TEXT PROVIDED
Publisher International Trade Union Confederation
Publication Date 9 June 2007
Cite as International Trade Union Confederation, 2007 Annual Survey of violations of trade union rights - Switzerland, 9 June 2007, available at: http://www.refworld.org/docid/4c52ca0b3c.html [accessed 22 October 2014]
DisclaimerThis is not a UNHCR publication. UNHCR is not responsible for, nor does it necessarily endorse, its content. Any views expressed are solely those of the author or publisher and do not necessarily reflect those of UNHCR, the United Nations or its Member States.

Population: 7,100,000
Capital: Bern
ILO Core Conventions Ratified: 29 – 87 – 98 – 100 – 105 – 111 – 138 – 182

Limitations on the right to strike remained, to the extent that strikes are banned in some cantons and many communes. A ruling by a federal court in December 2005 set a worrying precedent. While upholding the union's right to organise a picket, the court also held the union liable for costs incurred during the dispute, including the crippling costs of hiring private security guards. The Swiss government challenged an ILO ruling concerning the lack of protection for trade union representatives. There were several cases of violations during the year.

Trade union rights in law

Recognition of freedom of association and the right to strike: A clause in the Federal Constitution (Article 28), which came into force in January 2000, explicitly recognises the right of workers to form and join trade unions. It also recognises the legality of strikes, provided they are related to industrial relations and in line with "requirements to safeguard social peace or to seek conciliation". Strikes must only be carried out by organisations entitled to conclude collective bargaining agreements.

[Records from a collection]

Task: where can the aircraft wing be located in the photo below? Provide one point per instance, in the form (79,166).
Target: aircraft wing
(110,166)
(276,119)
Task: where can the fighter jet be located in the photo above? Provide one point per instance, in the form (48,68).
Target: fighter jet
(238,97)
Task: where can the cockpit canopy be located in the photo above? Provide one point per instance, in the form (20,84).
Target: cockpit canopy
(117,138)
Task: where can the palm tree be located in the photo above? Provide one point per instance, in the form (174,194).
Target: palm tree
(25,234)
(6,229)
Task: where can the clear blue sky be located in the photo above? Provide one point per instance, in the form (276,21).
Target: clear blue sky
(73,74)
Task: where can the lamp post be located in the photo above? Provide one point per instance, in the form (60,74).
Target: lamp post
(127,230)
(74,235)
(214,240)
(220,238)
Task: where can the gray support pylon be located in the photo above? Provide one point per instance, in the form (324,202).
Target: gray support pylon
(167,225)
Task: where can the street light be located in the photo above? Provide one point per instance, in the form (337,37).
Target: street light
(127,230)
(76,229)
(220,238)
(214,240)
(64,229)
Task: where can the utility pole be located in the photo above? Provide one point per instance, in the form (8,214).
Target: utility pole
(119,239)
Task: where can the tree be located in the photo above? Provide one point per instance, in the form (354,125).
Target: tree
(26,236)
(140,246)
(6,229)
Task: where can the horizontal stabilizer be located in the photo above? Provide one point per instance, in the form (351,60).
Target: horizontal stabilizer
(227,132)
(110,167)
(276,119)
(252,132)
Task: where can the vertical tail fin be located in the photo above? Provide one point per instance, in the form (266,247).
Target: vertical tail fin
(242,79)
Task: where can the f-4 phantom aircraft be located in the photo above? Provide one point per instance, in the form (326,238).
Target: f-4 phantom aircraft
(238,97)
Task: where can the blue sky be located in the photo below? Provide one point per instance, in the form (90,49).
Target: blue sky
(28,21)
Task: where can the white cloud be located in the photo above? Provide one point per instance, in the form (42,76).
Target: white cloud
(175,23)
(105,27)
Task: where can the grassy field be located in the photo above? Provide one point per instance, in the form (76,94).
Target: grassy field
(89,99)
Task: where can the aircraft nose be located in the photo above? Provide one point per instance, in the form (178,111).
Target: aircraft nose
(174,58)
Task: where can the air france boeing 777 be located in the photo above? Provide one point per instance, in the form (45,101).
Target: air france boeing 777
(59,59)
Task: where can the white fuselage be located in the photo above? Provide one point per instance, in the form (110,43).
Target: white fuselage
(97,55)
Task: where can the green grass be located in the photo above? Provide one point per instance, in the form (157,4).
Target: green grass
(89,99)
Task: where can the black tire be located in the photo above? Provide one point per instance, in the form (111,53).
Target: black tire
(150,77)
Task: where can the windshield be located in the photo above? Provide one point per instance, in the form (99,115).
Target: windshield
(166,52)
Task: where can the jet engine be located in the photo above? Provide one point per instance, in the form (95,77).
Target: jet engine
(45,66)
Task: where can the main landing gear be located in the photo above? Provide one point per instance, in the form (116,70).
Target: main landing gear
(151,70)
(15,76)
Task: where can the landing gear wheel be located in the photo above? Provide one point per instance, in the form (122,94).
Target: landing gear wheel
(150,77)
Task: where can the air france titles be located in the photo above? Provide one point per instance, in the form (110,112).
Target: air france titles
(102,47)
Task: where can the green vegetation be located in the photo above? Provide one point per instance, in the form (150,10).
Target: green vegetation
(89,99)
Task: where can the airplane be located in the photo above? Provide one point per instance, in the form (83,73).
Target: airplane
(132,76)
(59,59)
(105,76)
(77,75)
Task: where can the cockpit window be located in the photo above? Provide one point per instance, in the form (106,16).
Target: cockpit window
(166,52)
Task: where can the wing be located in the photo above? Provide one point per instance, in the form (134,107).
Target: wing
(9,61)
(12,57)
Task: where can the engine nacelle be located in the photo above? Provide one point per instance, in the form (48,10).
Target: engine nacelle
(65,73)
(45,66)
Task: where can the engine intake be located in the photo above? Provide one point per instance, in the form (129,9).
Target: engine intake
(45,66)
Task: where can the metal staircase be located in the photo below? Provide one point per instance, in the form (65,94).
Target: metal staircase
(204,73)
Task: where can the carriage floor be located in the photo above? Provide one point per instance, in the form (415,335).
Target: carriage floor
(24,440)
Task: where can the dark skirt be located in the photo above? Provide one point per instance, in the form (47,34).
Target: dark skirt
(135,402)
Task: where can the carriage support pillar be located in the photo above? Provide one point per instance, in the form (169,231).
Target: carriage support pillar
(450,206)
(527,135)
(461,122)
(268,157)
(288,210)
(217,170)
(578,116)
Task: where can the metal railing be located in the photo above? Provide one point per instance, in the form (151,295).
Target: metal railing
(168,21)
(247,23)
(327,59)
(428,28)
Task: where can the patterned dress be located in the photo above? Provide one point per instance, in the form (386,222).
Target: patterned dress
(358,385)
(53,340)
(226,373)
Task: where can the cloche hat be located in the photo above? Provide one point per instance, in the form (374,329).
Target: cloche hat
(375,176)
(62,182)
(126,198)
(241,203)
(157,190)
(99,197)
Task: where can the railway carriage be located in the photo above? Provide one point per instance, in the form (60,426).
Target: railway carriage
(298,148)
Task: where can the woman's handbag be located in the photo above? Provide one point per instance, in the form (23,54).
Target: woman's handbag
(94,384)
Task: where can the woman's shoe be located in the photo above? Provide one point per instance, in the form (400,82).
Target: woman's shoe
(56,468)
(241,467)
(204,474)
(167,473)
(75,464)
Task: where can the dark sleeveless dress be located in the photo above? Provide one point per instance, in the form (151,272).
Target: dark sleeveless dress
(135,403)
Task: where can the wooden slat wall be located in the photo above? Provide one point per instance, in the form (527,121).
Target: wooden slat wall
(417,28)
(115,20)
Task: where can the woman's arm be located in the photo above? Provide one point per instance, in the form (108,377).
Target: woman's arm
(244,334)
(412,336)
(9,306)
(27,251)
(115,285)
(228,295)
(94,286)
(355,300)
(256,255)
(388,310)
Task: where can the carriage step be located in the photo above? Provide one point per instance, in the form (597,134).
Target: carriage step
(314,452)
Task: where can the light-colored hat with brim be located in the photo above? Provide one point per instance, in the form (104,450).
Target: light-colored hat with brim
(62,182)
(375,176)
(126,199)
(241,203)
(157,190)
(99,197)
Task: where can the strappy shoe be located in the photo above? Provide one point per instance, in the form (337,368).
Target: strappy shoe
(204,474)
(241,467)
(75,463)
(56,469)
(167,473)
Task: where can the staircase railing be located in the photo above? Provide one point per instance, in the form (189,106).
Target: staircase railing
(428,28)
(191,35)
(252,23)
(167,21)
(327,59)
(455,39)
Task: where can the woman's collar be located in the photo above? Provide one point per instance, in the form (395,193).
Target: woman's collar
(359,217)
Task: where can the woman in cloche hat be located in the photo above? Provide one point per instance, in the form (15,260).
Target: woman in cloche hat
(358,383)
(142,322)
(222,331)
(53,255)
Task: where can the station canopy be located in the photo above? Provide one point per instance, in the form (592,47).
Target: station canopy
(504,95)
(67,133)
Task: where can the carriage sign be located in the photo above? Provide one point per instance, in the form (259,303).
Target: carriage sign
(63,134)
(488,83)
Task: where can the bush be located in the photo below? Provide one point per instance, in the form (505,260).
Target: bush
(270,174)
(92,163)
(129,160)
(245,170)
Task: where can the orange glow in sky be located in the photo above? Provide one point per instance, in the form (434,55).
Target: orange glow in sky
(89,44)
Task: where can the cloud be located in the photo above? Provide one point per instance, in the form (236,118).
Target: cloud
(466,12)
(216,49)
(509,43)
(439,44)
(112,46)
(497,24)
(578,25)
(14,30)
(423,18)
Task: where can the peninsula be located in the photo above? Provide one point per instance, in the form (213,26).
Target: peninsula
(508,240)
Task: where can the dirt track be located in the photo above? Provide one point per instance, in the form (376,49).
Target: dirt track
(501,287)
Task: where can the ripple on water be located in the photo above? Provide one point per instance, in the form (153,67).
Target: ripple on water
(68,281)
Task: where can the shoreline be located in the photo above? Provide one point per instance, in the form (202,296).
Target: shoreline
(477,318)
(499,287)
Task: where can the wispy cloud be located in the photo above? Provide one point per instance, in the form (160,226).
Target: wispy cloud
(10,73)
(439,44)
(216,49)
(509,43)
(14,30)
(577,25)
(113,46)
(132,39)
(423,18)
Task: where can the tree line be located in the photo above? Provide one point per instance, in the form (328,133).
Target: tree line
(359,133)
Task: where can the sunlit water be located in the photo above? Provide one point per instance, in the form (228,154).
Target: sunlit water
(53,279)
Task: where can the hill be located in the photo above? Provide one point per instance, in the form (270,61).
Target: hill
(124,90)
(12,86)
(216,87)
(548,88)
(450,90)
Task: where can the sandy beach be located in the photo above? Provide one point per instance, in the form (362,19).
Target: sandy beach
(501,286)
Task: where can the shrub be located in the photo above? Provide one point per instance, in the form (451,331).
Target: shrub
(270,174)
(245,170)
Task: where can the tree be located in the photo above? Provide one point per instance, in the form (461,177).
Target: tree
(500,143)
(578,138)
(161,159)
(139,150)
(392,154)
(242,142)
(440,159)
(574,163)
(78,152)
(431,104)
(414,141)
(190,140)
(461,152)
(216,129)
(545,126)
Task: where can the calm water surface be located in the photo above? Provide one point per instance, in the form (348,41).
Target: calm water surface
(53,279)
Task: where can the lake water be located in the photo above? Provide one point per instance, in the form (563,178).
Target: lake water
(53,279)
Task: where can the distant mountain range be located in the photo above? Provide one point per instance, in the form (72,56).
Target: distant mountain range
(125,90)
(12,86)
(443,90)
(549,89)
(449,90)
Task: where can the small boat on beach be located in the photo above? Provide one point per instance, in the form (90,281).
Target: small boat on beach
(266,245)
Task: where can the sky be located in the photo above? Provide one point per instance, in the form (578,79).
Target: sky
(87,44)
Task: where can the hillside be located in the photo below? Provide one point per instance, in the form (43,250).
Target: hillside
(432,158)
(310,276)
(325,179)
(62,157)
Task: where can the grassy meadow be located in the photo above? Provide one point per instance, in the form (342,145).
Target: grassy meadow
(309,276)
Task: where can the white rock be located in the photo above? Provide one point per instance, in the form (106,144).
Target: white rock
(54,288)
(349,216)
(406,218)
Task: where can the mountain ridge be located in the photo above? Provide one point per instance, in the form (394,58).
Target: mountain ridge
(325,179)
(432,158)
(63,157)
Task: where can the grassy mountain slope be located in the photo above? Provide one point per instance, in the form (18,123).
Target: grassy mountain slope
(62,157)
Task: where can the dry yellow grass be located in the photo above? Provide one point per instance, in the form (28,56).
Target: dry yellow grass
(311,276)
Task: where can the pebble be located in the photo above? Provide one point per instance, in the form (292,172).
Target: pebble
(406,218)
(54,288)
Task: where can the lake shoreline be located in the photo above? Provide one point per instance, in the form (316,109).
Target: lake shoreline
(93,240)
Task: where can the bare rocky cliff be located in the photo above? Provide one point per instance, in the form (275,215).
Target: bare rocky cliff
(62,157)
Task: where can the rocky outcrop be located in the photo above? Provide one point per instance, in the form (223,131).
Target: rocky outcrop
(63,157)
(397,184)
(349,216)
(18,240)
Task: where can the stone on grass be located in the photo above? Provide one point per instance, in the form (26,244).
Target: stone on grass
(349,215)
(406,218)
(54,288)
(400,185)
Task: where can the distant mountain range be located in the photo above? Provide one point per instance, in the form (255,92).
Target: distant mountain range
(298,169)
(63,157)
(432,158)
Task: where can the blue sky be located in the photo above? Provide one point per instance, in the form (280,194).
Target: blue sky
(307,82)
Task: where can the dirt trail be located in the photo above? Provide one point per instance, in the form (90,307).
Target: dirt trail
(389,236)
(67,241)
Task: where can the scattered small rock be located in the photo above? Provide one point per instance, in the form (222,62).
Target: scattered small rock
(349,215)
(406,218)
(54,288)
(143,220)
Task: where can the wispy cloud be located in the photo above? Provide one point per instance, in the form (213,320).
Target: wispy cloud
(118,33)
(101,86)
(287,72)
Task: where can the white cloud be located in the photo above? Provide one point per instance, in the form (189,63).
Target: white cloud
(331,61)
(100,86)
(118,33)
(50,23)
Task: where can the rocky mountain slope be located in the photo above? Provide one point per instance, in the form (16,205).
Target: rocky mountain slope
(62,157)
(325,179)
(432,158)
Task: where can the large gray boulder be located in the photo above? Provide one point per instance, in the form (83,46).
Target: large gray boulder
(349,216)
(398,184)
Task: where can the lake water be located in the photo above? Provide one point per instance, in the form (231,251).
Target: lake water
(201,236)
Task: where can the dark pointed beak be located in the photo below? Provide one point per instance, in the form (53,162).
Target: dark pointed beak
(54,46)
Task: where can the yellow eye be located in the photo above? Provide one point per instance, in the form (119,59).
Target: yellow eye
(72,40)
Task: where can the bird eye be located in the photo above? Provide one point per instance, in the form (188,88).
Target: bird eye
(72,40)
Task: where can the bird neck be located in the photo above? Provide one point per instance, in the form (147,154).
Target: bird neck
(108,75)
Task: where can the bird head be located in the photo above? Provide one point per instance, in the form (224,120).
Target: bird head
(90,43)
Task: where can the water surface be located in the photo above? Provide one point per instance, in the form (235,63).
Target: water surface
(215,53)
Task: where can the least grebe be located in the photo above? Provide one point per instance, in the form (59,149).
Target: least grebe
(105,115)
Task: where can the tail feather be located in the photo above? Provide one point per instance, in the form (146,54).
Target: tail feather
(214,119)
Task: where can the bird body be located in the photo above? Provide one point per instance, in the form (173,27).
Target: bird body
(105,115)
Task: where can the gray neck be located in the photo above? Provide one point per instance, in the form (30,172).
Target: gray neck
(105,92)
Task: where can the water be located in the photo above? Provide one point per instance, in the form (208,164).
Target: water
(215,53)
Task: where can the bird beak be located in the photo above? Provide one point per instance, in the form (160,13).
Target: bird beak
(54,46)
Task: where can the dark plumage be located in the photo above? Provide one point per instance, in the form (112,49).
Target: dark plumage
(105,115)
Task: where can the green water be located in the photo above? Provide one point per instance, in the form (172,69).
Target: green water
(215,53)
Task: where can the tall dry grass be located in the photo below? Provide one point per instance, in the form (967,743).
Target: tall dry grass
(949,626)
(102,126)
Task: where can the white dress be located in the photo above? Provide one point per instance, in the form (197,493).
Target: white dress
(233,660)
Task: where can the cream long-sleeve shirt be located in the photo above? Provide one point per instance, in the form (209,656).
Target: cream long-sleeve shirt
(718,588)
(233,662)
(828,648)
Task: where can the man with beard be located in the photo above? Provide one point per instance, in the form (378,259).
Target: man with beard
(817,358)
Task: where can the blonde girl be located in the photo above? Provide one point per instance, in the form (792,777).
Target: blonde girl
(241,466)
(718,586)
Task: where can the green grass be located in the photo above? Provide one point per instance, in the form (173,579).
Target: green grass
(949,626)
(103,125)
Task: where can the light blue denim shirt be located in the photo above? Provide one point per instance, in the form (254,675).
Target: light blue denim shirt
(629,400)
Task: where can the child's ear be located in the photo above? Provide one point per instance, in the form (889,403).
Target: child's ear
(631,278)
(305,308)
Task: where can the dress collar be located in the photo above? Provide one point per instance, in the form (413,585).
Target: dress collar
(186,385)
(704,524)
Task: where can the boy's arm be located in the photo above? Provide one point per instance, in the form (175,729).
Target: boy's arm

GIVEN TASK 1
According to the Switzerland trade union rights text, in what month and year did Article 28 of the Federal Constitution come into force?
GIVEN TASK 2
Print the part of the Switzerland trade union rights text that opens with the words containing "Population: 7,100,000" and closes with "during the year.".

WRITTEN SOLUTION 1
January 2000

WRITTEN SOLUTION 2
Population: 7,100,000
Capital: Bern
ILO Core Conventions Ratified: 29 – 87 – 98 – 100 – 105 – 111 – 138 – 182

Limitations on the right to strike remained, to the extent that strikes are banned in some cantons and many communes. A ruling by a federal court in December 2005 set a worrying precedent. While upholding the union's right to organise a picket, the court also held the union liable for costs incurred during the dispute, including the crippling costs of hiring private security guards. The Swiss government challenged an ILO ruling concerning the lack of protection for trade union representatives. There were several cases of violations during the year.